-- start INPUT --

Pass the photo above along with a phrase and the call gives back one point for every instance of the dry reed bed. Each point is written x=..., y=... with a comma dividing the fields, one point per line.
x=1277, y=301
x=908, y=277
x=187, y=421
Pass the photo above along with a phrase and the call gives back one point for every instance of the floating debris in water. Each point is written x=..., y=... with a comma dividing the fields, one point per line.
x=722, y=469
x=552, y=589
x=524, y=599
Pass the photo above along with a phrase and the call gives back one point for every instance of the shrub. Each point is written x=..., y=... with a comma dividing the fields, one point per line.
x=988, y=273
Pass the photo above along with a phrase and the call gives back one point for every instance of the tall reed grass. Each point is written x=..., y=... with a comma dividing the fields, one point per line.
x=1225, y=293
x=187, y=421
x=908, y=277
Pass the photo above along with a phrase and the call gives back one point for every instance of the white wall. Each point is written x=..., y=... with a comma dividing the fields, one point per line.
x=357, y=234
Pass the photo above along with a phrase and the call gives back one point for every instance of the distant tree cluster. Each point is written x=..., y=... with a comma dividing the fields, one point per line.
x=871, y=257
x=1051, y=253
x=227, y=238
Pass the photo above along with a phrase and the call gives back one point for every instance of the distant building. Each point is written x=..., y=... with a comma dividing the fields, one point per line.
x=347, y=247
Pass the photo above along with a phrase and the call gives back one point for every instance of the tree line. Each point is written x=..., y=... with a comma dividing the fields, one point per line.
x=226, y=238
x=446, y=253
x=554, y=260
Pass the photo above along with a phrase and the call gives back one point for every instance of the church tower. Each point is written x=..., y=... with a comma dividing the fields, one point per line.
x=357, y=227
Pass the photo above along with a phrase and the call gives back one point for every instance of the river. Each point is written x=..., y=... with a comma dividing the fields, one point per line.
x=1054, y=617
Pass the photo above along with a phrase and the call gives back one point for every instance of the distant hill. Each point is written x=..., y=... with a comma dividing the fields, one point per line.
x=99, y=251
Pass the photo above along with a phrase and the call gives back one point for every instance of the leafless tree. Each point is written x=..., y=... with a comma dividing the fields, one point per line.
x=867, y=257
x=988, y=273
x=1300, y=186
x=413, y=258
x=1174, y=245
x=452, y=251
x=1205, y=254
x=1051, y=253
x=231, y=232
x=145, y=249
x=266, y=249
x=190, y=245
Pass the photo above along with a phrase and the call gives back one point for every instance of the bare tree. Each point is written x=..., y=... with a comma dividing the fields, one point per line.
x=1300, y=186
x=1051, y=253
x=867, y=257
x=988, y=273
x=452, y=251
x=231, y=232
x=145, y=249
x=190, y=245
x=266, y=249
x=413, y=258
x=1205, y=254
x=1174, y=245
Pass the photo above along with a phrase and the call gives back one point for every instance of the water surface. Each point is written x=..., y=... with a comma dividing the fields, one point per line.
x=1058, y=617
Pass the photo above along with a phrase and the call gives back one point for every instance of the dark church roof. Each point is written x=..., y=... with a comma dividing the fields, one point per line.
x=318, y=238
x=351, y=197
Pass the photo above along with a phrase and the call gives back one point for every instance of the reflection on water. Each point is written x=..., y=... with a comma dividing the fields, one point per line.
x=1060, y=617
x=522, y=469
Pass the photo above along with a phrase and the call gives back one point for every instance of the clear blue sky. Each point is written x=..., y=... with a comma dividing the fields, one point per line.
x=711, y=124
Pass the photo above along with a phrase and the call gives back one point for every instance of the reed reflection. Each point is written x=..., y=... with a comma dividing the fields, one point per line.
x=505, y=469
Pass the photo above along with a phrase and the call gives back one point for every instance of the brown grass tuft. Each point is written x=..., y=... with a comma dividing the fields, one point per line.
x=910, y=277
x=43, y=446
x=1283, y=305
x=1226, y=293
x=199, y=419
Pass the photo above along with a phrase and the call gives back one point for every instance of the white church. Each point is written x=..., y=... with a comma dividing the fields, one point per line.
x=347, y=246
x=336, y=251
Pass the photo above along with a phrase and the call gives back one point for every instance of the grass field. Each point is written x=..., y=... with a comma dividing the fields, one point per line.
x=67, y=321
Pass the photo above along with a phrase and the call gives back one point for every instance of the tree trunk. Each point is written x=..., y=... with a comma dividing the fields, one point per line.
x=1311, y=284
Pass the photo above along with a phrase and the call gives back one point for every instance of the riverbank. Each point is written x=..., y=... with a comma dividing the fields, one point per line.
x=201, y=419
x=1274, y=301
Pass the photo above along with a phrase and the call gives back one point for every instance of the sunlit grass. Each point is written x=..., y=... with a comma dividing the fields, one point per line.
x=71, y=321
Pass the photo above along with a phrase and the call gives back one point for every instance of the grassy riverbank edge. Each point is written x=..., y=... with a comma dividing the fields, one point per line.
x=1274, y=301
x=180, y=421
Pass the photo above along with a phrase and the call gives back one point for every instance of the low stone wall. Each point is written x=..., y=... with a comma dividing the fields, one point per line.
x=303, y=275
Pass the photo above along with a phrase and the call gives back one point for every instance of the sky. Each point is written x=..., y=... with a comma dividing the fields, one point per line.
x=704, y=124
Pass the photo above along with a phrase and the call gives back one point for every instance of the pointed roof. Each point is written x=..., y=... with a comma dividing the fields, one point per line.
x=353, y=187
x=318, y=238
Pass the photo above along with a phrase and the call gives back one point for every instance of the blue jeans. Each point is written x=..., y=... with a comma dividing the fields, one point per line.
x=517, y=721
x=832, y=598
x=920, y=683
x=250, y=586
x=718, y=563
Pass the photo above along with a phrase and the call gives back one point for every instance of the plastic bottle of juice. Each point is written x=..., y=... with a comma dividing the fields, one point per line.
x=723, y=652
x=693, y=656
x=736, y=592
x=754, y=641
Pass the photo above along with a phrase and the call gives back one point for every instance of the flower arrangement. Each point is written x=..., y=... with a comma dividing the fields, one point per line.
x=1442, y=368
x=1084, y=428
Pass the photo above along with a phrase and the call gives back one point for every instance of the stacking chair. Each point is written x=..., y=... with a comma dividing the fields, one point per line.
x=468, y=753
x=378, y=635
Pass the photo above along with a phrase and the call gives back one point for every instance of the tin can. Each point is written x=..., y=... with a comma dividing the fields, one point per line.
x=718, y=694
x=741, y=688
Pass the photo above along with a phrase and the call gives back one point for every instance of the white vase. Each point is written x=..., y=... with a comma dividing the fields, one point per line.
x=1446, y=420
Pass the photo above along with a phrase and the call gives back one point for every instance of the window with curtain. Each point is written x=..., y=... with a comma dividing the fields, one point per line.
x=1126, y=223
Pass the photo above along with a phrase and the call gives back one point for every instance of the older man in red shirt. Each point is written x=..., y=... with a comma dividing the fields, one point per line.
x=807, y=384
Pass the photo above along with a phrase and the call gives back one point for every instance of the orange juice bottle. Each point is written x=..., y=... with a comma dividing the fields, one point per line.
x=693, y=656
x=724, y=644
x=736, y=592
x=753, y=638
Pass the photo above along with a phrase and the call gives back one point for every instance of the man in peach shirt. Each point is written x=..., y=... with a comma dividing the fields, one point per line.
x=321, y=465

-- end INPUT --

Reproduce the material above verbatim, keeping every line in its original order.

COMPLETED TASK -
Pass the photo above along with a phrase and the call gives back one point for every instance of the dry reed bed. Each point is written x=..., y=... with a comma dividing the fields, one point per line.
x=1277, y=301
x=908, y=277
x=187, y=421
Pass the photo above along with a phrase and the call gives back one point for every instance of the floating debris in water. Each point is written x=..., y=... with a comma dividing the fields, one point per line.
x=722, y=469
x=552, y=589
x=524, y=599
Pass the photo above along with a phrase and the call gives back one point for every instance of the shrub. Each point is written x=..., y=... with a comma dividing the fields, one point per line.
x=988, y=273
Pass the photo above along with a phrase and the call gives back one point for every instance of the tall reed grass. Each point is written x=..., y=... with a comma dividing the fields, one point per line.
x=1225, y=293
x=187, y=421
x=908, y=277
Pass the photo above along with a phrase and the call gives back one point for every instance of the white wall. Each point is written x=..., y=... with a comma dividing the fields, one point per line.
x=357, y=234
Pass the photo above along with a phrase and the call gives back one point for every instance of the distant tree cluster. Each point is written x=..., y=... with a comma dividing the fields, one point per line.
x=871, y=257
x=1051, y=253
x=227, y=238
Pass the photo above along with a phrase and the call gives back one point for every instance of the distant building. Each point is written x=..., y=... with a comma dividing the fields, one point per line.
x=347, y=247
Pass the photo above along with a phrase and the call gives back one point for every instance of the tree line. Each point is written x=..., y=... with a comma dividing the fields, one point per line.
x=226, y=238
x=446, y=253
x=554, y=260
Pass the photo above along with a phrase and the call gives back one point for every instance of the church tower. Each point is written x=..., y=... with a comma dividing the fields, one point per line.
x=357, y=227
Pass the photo above along with a phrase and the call gives back one point for every instance of the river. Each point is written x=..., y=... with a comma dividing the fields, one point per line.
x=1054, y=617
Pass the photo above along with a phrase and the call gives back one point for every instance of the distant hill. Each point is written x=..., y=... with a comma dividing the fields, one point per line.
x=99, y=251
Pass the photo above along with a phrase and the call gives back one point for every instance of the leafless tree. Each point is written x=..., y=... with a comma dividing the fields, one point per line.
x=867, y=257
x=988, y=273
x=1300, y=186
x=413, y=258
x=1174, y=245
x=452, y=251
x=1205, y=254
x=1051, y=253
x=231, y=232
x=145, y=249
x=266, y=249
x=190, y=245
Pass the photo above along with a phrase and the call gives back one point for every instance of the bare tree. Each point is written x=..., y=... with a comma dividing the fields, one point per line.
x=1300, y=186
x=1051, y=253
x=867, y=257
x=988, y=273
x=452, y=251
x=231, y=232
x=145, y=249
x=190, y=245
x=266, y=249
x=413, y=258
x=1205, y=254
x=1174, y=245
Pass the photo above along with a phrase and the call gives back one point for every instance of the water surface. Each point is written x=..., y=... with a comma dividing the fields, one point per line.
x=1058, y=617
Pass the photo above along with a phrase and the call gives back one point for every instance of the dark church roof. Each point is written x=..., y=... with a comma dividing the fields, one point per line.
x=318, y=238
x=351, y=197
Pass the photo above along with a phrase and the call gives back one point for every instance of the reflection on water. Each point is written x=..., y=... with a comma dividing the fields, one point per line.
x=1060, y=617
x=522, y=469
Pass the photo above along with a phrase and the call gives back one point for every instance of the clear blue sky. Each point is written x=..., y=... with a comma dividing the fields, one point per line.
x=711, y=124
Pass the photo above along with a phrase and the call gives back one point for every instance of the reed reflection. Each point is written x=..., y=... with a comma dividing the fields, one point per line.
x=505, y=469
Pass the photo above along with a phrase and the call gives back one point for every instance of the brown grass tuft. Each point is written x=..., y=... with a comma dividing the fields, one point per line.
x=910, y=277
x=43, y=446
x=1283, y=305
x=1226, y=293
x=199, y=419
Pass the photo above along with a phrase and the call gives back one point for every instance of the white church. Each point is written x=..., y=... with a comma dividing the fields, one point per line.
x=347, y=246
x=336, y=251
Pass the photo above along with a phrase and the call gives back one point for every instance of the grass field. Each point is written x=..., y=... with a comma dividing the fields, one point per line.
x=67, y=321
Pass the photo above along with a phrase and the call gives back one point for every instance of the tree trunk. Each point is written x=..., y=... with a comma dividing the fields, one point per line.
x=1311, y=284
Pass the photo above along with a phrase and the call gives back one point for every instance of the riverbank. Each point is written x=..., y=... with a comma dividing the fields, one point per line.
x=201, y=419
x=1274, y=301
Pass the photo above along with a phrase and the call gives back one point for every instance of the sunlit grass. Each point is written x=..., y=... with a comma dividing the fields, one point per line.
x=71, y=321
Pass the photo above along with a phrase and the call gives back one point for every instance of the grassy riverbank edge. Each point is written x=..., y=... with a comma dividing the fields, one point per line.
x=1274, y=301
x=180, y=421
Pass the photo above along with a phrase and the call gives back one point for every instance of the low stone wall. Each point is written x=..., y=... with a comma dividing the fields, one point per line.
x=303, y=275
Pass the photo above along with a phrase and the call gives back one point for every instance of the sky. Each point is written x=..., y=... with a comma dividing the fields, one point per line.
x=704, y=124
Pass the photo above along with a phrase and the call gives back one point for every instance of the pointed roof. Each point is written x=..., y=... with a comma dividing the fields, one point per line.
x=353, y=187
x=318, y=238
Pass the photo above along with a phrase and the call gives back one point for every instance of the blue jeans. Each point is written x=..., y=... with a comma dividing the fields, one point per line.
x=517, y=721
x=832, y=598
x=920, y=683
x=250, y=586
x=718, y=563
Pass the photo above along with a phrase and the call gives back one point for every instance of the plastic bottle of juice. Each point is written x=..., y=... with a comma dividing the fields, one point per line.
x=723, y=652
x=693, y=656
x=736, y=592
x=754, y=641
Pass the photo above along with a phrase and the call gives back one point for every instance of the flower arrangement. Each point is written x=..., y=... with a comma dividing the fields, one point per line.
x=1442, y=368
x=1084, y=428
Pass the photo above along with a phrase and the call gives back one point for every instance of the stacking chair. Each point is written x=..., y=... with a comma dividing the fields, one point per line.
x=468, y=753
x=378, y=635
Pass the photo above along with a phrase and the call gives back one point for every instance of the tin can. Each point is written x=..., y=... with a comma dividing the fields, one point per line.
x=718, y=694
x=741, y=688
Pass the photo above along with a phrase and the call gives back one point for every instance of the white vase. Each point is written x=..., y=... with a comma dividing the fields, one point per line.
x=1446, y=420
Pass the photo above along with a phrase and the call gives back one point for every instance of the window with curtain. Each point is written x=..., y=... with a comma dividing the fields, one point per line.
x=1126, y=223
Pass the photo above along with a phrase and the call gives back one point for every instance of the older man in red shirt. Each point is written x=..., y=... with a comma dividing the fields, one point per line.
x=807, y=384
Pass the photo above along with a phrase and the call gives back one point for every instance of the orange juice bottle. Each point is written x=..., y=... with a comma dividing the fields, one point per line.
x=693, y=656
x=724, y=644
x=736, y=592
x=753, y=638
Pass the photo above along with a phrase and the call gives back one point for every instance of the man in peach shirt. Each point is written x=..., y=... with a comma dividing the fields, one point per line.
x=321, y=465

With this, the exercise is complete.